• [Условие задания]: Допишите следующую часть рассказа о болезни Филипа, начав сразу после его последнего предложения.

Филип никогда не болел. Похоже, его целеустремленность и решительность беспардонно господствовали над всеми возможными телесными проблемами. С другой стороны, это не мешало ему на всякий случай держать дома целую аптеку. Даже забавно – он всегда боялся заболеть, но реально никогда не болел. И так было до самого отпуска в Бразилии на Рождество 2007 года, когда его застарелые проблемы с глотанием и несварением стали более ощутимы. Именно тогда я в первый раз подумала, не кроется ли за этим что-то серьезное.
Когда мы вернулись в Лондон, он прошел небольшое обследование, и все вроде было хорошо, но потом он вдруг как-то проснулся в три часа ночи с ощущением, что заболел. Он был белым, как простыня, и ужасно напуган, так что я подумала, что у него сердечный приступ, и вызвала «скорую». Мы приехали в больницу Университетского колледжа и сразу отправились в отделение неотложной помощи, но там никаких сердечных недугов не нашли. В конце концов объяснили все это обезвоживанием, и никому не пришло в голову, что на стыке пищевода и желудка у него уже росла огромная опухоль.
Глядя на четырехлетнюю историю этой болезни, я вижу ее чем-то вроде фотоальбома со снимками, отражающими моменты напряженности, страхов и восстановления после них. Когда я пришла, чтобы забрать его после эндоскопии, он лежал плашмя и лицо у него было пепельного цвета. Он просто сказал: «У меня рак, и дело плохо». Врач оставил ему 50-процентную вероятность выжить.
В эту секунду мир действительно переменился, а меня накрыла волна ужаса. Я еще никогда не слышала о раке пищевода, даже и не знала, что его распространение приобрело эпидемический характер и что без хирургического вмешательства это заболевание вообще не лечится. Я помню, как бежала по больнице в поисках хирурга, которого пригласили, чтобы он посмотрел на опухоль, как умоляла его заместителя, чтобы нас приняли на следующий день.
На первом этапе мы были в замешательстве, потрясении и отчаянных поисках дополнительной информации. Мы уже знали, что нас ждет трехмесячная химиотерапия, но при этом понимали, что она является чем-то вроде генеральной репетиции перед хирургическим вмешательством. Именно тогда и решится: быть или не быть.

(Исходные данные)
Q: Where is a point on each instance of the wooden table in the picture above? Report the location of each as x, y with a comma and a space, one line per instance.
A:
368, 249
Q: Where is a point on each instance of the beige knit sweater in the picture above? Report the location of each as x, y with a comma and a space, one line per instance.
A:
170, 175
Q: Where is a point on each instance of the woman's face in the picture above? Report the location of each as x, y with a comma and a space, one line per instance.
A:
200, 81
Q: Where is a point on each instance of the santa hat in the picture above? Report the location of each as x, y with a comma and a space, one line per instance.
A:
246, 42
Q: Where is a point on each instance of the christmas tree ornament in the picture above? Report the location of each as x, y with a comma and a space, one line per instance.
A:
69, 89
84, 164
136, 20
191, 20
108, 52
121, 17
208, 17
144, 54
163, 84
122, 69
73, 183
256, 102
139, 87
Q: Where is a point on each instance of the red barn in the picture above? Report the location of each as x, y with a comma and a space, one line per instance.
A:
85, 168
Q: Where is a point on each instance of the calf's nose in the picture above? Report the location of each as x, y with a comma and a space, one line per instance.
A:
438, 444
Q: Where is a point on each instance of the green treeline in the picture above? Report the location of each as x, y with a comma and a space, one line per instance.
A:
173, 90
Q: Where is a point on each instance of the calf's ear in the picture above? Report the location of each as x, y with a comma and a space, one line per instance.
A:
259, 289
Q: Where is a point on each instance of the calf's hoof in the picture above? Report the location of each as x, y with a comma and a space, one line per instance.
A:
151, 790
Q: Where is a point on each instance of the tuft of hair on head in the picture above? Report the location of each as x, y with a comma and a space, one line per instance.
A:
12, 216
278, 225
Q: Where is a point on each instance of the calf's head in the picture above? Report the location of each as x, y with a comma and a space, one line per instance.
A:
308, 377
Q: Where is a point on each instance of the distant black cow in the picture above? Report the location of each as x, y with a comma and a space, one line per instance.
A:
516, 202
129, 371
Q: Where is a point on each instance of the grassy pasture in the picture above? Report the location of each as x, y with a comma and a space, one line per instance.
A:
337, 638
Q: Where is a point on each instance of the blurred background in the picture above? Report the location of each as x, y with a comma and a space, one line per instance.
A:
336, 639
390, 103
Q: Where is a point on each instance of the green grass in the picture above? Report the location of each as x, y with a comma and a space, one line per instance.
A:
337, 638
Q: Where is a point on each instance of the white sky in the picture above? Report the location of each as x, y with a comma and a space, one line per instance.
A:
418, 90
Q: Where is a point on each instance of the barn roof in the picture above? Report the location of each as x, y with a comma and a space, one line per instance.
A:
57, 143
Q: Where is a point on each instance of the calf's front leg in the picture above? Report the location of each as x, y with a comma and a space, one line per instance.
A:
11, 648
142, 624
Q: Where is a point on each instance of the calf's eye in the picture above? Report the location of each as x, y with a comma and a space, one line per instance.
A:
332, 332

• [Ответ]:
Перед нами стояло ответственное решение – выбор подходящего хирурга и хорошей клиники. В некотором смысле, эта роскошная привилегия, право выбора, и стала причиной нашей гибели. Если бы мы просто обратились в местную больницу, где Филипу без затей полностью удалили бы весь пищевод, вполне возможно, он был бы сейчас жив.
Знали бы мы тогда о профессоре Майке Гриффине, создавшем в Ньюкасле клинику мирового класса, все тоже повернулось бы совсем по-другому. Но мы тогда не располагали никакой информацией о продвинутых онкологических центрах где-либо в Великобритании, и почти все авторитеты среди практикующих медиков и правительственных чиновников единогласно указали нам на Америку.
Филип любил ездить в Америку. Я к этому была менее привычна, меня смущали не столько медицинские проблемы, сколько бытовые. Я понимала, что значит приходить в себя после такой серьезной операции, если тебя не окружают семья и друзья. Однако после ознакомительной поездки мы все-таки остановились на Америке.
Масштаб Онкологического центра памяти Слоуна – Кеттеринга, высочайший уровень компетентности, установленный как норма в этой больнице, – все это не могло не внушать уважения. Тем не менее, когда Филип исчез за дверьми операционной, мне пришлось сидеть семь часов в кафе поблизости, не имея никакой информации о том, что там происходит. Это были самые долгие семь часов в моей жизни. Я по пыталась успокоить нервы, заходя в молитвенные помещения всех основных религий, раскиданные по кварталам вокруг онкоцентра, но вместо религиозных чувств меня не отпускали мысли о самой худшей развязке.
В конце концов мне сказали, что операция завершена и что с Филипом все в порядке. Это было как дантовы круги ада, но только в обратном порядке. Пару часов мне пришлось просидеть в комнате ожидания рядом с реанимацией, пока хирург не смог наконец меня принять.
Мюррей Бреннан выглядел усталым, его комбинезон был забрызган кровью. Операция прошла удачно, но у него были проблемы со сшиванием того, что у Филипа осталось от желудка. Он сказал, что к концу операции он уже был готов перепилить Филипу ребра, сделать еще один разрез и на открытом поле сшить желудок и пищевод, но в конце концов ему удалось завершить операцию так, как она и задумывалась, то есть в менее травматичном варианте. Что-то меня смутило в этом рассказе. Я никогда не говорила об этом Филипу, но ведь это факт – опухоль возродилась на том же самом месте.